**Exercise aim**:
Repeat each entry word for word.

**Supplied entries**:
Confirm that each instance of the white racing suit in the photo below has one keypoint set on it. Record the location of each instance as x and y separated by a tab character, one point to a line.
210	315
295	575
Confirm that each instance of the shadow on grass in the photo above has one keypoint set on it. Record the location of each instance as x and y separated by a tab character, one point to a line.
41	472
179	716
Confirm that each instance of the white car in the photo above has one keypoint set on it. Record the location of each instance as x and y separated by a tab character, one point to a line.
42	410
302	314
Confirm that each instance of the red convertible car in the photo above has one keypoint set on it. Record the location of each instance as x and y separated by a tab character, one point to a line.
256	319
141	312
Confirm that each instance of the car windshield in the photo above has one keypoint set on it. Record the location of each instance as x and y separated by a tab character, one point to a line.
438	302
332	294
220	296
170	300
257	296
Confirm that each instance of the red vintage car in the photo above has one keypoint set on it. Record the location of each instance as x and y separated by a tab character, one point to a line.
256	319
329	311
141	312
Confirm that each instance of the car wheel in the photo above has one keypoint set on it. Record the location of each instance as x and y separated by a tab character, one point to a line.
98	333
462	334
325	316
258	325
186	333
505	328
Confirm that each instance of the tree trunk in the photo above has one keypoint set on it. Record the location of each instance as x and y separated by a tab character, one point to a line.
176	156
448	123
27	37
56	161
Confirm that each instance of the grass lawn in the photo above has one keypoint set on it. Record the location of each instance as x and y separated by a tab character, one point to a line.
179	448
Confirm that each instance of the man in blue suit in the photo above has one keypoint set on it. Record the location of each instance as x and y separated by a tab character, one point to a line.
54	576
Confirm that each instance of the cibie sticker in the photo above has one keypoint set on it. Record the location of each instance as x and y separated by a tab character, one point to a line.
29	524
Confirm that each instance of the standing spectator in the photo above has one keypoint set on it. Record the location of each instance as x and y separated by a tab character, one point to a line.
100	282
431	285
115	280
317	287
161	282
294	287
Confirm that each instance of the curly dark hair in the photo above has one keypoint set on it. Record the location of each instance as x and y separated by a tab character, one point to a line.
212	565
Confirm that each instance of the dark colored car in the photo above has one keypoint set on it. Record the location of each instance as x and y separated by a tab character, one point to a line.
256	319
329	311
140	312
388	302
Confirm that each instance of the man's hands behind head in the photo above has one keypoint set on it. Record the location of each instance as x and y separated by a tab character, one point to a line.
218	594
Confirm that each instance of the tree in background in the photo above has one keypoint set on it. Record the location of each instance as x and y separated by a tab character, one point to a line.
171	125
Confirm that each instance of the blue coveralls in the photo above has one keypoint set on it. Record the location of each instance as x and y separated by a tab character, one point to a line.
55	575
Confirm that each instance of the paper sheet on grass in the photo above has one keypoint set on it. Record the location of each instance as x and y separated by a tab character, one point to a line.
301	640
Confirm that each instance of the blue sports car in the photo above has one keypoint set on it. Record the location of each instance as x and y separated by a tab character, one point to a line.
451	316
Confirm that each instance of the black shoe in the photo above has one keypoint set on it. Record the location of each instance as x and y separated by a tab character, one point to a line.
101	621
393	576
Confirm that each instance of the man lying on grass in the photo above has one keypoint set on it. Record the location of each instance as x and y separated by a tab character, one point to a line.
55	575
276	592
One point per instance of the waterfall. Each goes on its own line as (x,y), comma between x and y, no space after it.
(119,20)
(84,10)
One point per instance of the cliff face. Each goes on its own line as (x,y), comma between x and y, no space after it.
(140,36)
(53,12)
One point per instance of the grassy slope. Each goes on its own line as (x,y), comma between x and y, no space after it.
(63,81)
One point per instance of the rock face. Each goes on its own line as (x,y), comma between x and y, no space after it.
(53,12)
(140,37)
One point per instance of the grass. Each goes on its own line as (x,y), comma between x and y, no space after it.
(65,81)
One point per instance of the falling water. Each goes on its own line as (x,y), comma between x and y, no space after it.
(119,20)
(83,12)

**Task answer**:
Confirm that each instance of the white racing suit in the photo below has one keypoint set on it. Record the location of each instance as x and y separated by a tab character, one point to a line.
210	315
295	575
Confirm that each instance of the shadow on grass in the photo above has one keypoint set on it. Record the location of each instance as x and y separated by a tab character, one point to a line.
41	472
179	716
Confirm that each instance of the white car in the photo above has one keypoint set on it. Record the location of each instance as x and y separated by a tab character, one point to a line.
42	410
302	314
Confirm that each instance of the red convertible car in the photo above has one keypoint set on it. Record the location of each instance as x and y separated by a tab character, one point to a line.
256	319
141	312
Confirm that each instance of the car windshield in the photo above has one keypoint set on it. Record the location of each instance as x and y separated by a tab character, one point to a line.
438	302
332	294
220	296
170	300
257	296
Confirm that each instance of the red vintage car in the photo above has one keypoint set on it. Record the location of each instance as x and y separated by a tab character, one point to a line.
256	319
329	311
141	312
Confirm that each instance of the car wheel in the photo above has one keypoint set on it. Record the location of each instance as x and y separated by a tab character, one point to a line.
98	333
462	334
325	316
258	325
186	333
505	328
Confirm that each instance of the tree trunk in the photo above has one keypoint set on it. Record the location of each instance as x and y separated by a tab character, one point to a line.
176	156
448	123
27	37
56	161
Confirm that each instance of the grass lawn in the photo above has one keypoint set on it. Record the location of each instance as x and y separated by a tab character, one point to a line.
179	448
Confirm that each instance of the man in blue suit in the photo above has one keypoint set on it. Record the location of each instance as x and y separated by a tab character, one point to a line.
54	576
Confirm that each instance of the cibie sticker in the photo above has one keypoint set on it. Record the location of each instance as x and y separated by a tab character, one point to a line.
29	524
Confirm that each instance of the standing spectator in the photo above has one keypoint set on it. Record the location of each instance as x and y separated by a tab character, one point to a line.
100	282
431	285
115	280
317	287
161	282
294	287
Confirm that each instance of the curly dark hair in the photo above has one keypoint set on it. Record the location of each instance as x and y separated by a tab character, one point to a line.
212	565
Confirm that each instance of the dark colored car in the photo above has one keypoint set on it. Record the location of each instance as x and y separated by a tab character, one point to a line.
256	319
329	311
140	312
388	302
Confirm that each instance of the man's hands behind head in the photo above has one keypoint set on it. Record the location of each instance as x and y separated by a tab character, one point to a line.
218	594
Confirm that each instance of the tree in background in the photo above has one keypoint set on it. Record the location of each instance as x and y separated by a tab character, one point to a line.
171	125
Confirm that each instance of the blue coveralls in the photo above has one keypoint set on it. Record the location of each instance as x and y separated by a tab character, one point to a line.
55	575
Confirm that each instance of the paper sheet on grass in the photo above has one keypoint set on it. Record the location of each instance as x and y separated by a tab character, one point to a line.
301	640
Confirm that each instance of the blue sports car in the photo above has one keypoint set on it. Record the location of each instance as x and y separated by a tab character, one point to a line.
451	316
Confirm that each instance of the black shoe in the photo above has one keypoint set on it. Record the location of each instance as x and y separated by a tab character, one point to a line.
101	621
393	576
Confirm that each instance of the man lying on grass in the photo above has one keypoint set on it. Record the location of each instance as x and y separated by a tab character, one point to a line.
55	575
276	592
One point per instance of the waterfall. Each goes on its own line as (x,y), comma between x and y, no space after it.
(119,20)
(84,10)
One point per instance of the cliff face. Each goes on its own line as (x,y), comma between x and y, no space after it.
(140,36)
(53,12)
One point per instance of the grassy slope. Each goes on its own line as (x,y), comma between x and y, no space after it.
(63,81)
One point per instance of the rock face. Each goes on its own line as (x,y), comma between x and y, no space after it.
(53,12)
(140,37)
One point per instance of the grass. Each goes on its own line as (x,y), comma between x and y, no space after it.
(65,81)
One point per instance of the falling water. Each goes on its own line as (x,y), comma between x and y, no space after it.
(119,20)
(83,12)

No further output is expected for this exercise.